__WHAT IS NEEDED__
Print the line that contains "Could you please spot the landscaped" and every line after it through the last line of the records below, exactly as written and nothing else.

__LISTED RECORDS__
-----
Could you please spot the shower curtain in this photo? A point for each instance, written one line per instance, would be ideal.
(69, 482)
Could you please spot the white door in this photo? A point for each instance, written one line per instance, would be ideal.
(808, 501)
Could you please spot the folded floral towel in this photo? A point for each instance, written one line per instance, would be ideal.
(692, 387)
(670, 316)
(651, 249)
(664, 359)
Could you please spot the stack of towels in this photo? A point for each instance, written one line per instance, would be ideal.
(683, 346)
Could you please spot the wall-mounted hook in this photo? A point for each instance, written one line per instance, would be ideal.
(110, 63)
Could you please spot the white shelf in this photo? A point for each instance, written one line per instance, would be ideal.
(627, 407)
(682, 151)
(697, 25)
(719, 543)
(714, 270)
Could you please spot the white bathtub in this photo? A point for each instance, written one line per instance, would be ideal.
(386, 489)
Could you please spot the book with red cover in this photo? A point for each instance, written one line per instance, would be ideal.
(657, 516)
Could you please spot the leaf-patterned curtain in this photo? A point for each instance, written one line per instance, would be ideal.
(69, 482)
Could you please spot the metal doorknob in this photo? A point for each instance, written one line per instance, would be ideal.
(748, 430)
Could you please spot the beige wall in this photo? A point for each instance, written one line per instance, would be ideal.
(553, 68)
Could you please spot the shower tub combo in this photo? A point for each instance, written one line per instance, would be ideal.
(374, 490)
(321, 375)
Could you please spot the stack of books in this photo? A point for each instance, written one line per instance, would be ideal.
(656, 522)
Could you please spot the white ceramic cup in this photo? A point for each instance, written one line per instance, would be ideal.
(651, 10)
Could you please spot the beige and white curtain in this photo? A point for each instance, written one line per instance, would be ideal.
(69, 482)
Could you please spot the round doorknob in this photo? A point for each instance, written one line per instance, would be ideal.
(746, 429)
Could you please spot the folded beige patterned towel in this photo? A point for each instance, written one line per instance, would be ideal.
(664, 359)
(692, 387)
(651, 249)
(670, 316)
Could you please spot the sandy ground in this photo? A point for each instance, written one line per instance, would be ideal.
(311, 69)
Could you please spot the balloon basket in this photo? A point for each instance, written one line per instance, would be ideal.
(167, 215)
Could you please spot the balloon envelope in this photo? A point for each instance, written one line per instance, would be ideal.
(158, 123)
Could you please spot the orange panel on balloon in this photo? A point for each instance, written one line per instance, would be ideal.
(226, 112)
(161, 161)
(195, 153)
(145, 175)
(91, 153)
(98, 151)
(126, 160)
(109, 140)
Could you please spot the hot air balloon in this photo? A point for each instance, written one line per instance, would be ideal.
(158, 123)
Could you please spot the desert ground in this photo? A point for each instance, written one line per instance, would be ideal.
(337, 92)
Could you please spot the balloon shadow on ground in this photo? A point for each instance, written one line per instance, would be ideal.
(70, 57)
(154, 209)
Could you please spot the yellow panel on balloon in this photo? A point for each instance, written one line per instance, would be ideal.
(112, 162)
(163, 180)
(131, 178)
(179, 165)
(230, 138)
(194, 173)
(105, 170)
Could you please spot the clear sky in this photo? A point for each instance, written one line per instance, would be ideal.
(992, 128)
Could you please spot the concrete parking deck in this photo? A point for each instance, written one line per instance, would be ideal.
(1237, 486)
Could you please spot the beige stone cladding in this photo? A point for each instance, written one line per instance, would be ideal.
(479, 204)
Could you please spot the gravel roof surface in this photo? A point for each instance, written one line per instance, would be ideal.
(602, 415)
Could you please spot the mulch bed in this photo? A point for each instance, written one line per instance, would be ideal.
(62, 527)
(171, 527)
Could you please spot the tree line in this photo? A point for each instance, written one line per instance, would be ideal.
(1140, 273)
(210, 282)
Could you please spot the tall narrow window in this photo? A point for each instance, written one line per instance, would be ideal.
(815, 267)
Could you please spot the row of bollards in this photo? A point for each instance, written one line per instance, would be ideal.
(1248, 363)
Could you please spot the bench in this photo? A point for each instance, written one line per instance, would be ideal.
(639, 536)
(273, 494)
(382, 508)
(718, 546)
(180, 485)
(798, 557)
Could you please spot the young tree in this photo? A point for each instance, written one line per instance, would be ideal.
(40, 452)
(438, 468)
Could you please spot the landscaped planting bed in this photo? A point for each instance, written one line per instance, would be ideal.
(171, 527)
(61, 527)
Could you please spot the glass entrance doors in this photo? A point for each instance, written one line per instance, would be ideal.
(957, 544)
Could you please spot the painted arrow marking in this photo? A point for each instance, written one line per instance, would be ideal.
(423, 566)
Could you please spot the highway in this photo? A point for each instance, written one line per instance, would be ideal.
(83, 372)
-----
__PROBLEM SOLUTION__
Could you please spot the landscaped planting bed in this photo? A point for each instance, written one line per instance, would be ideal.
(171, 527)
(61, 527)
Could you please spot the glass entrance doors in this photo? A point for each instance, written one line per instance, would be ideal.
(957, 544)
Could you please spot the painted arrow marking in this photo? A point for each instance, written one line per instance, would be ideal.
(423, 566)
Could you please spot the highway in this photo? A point for each instance, written one line per instance, would be ideal.
(83, 372)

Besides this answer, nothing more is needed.